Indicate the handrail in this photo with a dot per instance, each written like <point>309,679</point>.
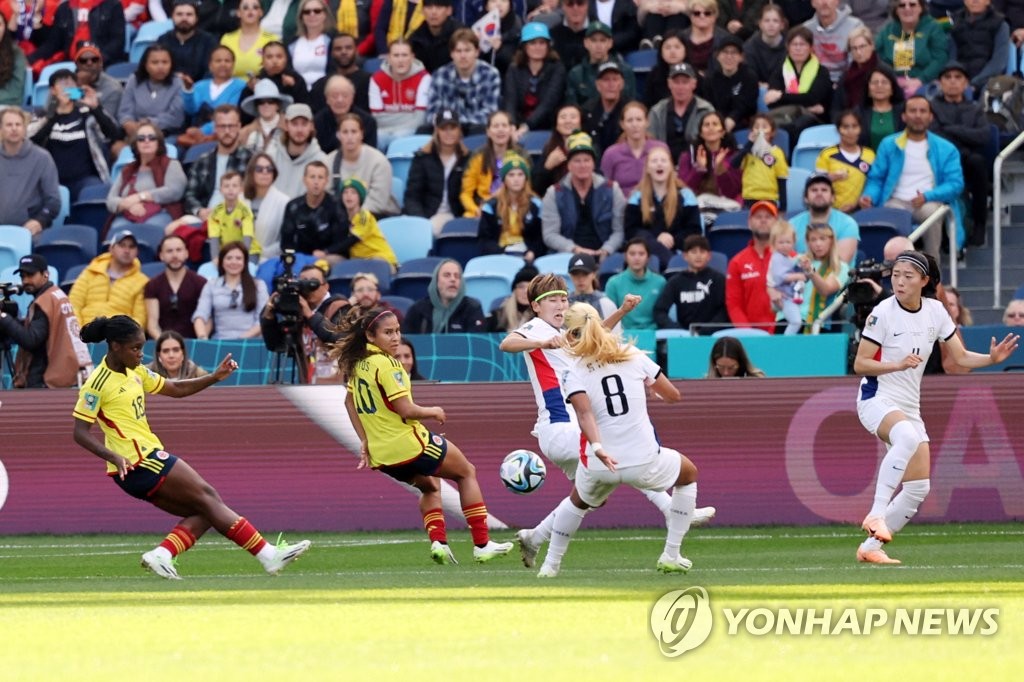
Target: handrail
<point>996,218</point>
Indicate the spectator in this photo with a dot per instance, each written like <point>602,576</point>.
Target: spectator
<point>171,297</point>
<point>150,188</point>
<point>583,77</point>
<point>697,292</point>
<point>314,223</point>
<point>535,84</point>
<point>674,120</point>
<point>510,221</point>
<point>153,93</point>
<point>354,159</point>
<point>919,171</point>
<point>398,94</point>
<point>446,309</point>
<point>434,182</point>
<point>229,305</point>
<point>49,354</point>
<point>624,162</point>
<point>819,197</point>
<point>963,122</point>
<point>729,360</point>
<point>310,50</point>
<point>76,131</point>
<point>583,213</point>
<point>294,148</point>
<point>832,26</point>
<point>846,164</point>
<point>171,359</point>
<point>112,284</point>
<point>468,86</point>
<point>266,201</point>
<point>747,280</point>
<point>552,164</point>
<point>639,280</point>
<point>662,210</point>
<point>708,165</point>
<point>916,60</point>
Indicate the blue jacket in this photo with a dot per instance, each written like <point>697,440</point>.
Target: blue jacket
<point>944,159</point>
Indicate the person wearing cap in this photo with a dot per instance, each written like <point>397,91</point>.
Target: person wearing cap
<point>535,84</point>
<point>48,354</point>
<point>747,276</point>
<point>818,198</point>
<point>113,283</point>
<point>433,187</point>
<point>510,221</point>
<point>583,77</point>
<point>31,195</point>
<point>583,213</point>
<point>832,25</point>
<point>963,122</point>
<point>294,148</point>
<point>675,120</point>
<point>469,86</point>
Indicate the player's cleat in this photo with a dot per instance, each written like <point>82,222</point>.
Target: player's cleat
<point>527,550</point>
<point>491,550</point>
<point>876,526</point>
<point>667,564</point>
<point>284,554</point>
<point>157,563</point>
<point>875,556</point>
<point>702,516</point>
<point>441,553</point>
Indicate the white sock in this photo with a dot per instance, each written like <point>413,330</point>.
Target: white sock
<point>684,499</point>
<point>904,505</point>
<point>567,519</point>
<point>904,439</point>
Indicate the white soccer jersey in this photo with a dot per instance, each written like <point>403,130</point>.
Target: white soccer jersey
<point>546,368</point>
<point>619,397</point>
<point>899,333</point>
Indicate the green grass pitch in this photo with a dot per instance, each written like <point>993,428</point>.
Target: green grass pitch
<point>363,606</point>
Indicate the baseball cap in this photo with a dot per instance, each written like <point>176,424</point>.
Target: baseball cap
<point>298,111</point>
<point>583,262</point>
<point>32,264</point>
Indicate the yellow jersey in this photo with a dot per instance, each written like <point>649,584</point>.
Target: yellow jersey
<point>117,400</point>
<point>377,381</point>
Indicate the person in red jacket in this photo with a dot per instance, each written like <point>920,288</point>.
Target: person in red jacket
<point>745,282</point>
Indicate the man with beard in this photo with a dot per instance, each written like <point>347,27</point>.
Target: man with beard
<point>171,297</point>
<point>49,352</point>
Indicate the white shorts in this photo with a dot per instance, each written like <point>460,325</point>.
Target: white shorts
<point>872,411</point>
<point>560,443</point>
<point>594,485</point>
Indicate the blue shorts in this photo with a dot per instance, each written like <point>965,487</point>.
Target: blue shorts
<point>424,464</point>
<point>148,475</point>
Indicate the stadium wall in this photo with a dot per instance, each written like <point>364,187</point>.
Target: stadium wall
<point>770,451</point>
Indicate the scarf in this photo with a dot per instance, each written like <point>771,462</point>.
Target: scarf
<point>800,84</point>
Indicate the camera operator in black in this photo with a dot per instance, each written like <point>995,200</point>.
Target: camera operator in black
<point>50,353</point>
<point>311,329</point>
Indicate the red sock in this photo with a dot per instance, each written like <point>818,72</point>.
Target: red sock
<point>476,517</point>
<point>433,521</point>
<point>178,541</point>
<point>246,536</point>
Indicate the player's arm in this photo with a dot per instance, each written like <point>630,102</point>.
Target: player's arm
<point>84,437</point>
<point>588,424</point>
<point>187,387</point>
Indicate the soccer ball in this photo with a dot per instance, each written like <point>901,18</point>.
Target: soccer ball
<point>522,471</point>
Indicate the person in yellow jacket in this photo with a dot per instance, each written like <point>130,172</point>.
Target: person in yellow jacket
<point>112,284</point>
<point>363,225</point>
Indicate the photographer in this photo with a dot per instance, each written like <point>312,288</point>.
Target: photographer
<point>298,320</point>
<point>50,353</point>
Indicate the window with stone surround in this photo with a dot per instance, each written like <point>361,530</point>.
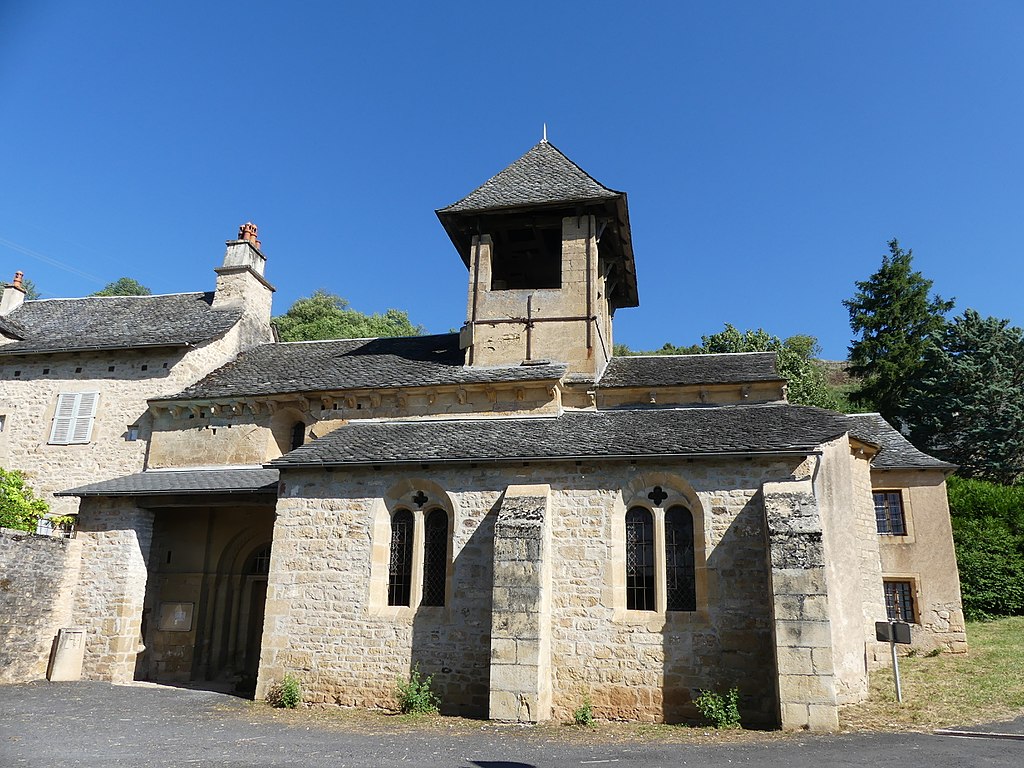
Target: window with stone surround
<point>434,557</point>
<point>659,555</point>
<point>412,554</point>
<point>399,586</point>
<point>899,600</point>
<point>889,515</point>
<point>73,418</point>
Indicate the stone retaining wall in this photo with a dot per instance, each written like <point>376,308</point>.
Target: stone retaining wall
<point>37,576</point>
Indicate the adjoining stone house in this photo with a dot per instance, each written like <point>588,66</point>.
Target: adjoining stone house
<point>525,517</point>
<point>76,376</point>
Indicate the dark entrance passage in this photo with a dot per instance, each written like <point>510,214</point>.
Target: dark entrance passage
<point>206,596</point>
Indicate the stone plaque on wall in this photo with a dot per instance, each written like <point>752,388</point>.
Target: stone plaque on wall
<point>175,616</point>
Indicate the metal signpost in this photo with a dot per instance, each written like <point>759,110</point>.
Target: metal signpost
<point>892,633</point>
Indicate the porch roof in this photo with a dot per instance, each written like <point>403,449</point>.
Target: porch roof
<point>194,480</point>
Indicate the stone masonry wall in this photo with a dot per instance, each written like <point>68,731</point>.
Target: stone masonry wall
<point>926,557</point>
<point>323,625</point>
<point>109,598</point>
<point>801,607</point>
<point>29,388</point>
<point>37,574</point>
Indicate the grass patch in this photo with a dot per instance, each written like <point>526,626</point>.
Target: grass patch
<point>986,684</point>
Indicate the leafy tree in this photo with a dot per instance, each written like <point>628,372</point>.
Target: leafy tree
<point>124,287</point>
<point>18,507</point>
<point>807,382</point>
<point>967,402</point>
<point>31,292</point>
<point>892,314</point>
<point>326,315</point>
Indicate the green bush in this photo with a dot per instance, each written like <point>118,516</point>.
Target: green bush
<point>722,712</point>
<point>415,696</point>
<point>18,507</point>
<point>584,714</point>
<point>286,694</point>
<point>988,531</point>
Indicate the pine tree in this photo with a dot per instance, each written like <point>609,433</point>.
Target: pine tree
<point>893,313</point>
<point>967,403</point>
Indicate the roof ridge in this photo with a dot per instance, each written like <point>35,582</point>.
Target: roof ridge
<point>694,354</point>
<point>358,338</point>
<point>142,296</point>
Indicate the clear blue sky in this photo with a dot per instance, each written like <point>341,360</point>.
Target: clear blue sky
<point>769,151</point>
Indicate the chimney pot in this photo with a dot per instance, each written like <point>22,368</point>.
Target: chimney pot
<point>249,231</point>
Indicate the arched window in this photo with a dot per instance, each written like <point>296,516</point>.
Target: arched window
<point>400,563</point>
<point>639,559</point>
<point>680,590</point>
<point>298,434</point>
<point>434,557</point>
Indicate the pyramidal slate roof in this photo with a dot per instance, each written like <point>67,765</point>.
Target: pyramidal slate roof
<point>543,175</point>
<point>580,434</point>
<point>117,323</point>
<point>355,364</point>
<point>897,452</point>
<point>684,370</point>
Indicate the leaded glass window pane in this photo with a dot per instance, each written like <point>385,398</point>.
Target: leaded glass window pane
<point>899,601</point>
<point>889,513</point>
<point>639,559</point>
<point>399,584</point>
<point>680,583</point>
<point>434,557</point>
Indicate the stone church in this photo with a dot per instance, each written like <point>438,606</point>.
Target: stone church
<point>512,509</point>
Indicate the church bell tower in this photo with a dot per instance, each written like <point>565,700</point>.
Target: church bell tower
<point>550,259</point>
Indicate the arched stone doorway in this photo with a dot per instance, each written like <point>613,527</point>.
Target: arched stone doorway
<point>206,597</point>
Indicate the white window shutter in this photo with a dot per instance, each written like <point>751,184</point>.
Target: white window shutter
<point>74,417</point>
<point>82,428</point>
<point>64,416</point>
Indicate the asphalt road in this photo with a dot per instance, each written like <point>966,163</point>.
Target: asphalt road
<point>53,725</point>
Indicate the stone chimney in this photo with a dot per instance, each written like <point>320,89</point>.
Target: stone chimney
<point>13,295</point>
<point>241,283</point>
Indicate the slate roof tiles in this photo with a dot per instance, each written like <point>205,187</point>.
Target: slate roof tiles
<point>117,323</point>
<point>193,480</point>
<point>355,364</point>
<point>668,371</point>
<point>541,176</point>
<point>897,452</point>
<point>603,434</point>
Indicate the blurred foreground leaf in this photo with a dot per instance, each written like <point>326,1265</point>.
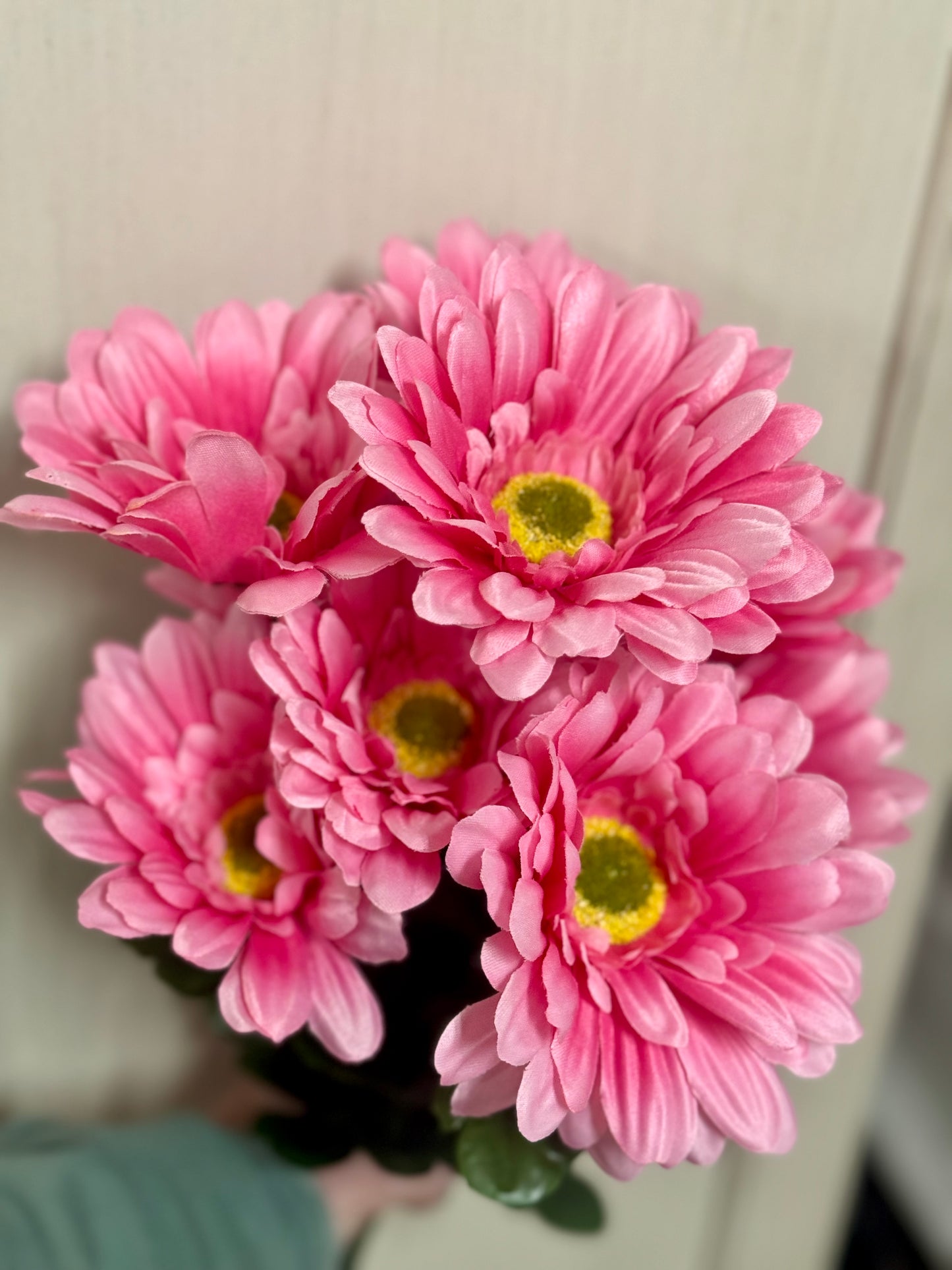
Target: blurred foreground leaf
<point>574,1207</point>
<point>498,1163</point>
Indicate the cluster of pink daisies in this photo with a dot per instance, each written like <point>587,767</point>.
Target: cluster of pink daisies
——————————
Starting at the line that has "Indicate the cluster" and going to the end of the data, write those lines out again with "dot" swapped for "mark" and nothing else changed.

Indicate the cluster of pink daisies in this photo with a mark per instance, each written like <point>587,767</point>.
Target: cluster of pink daisies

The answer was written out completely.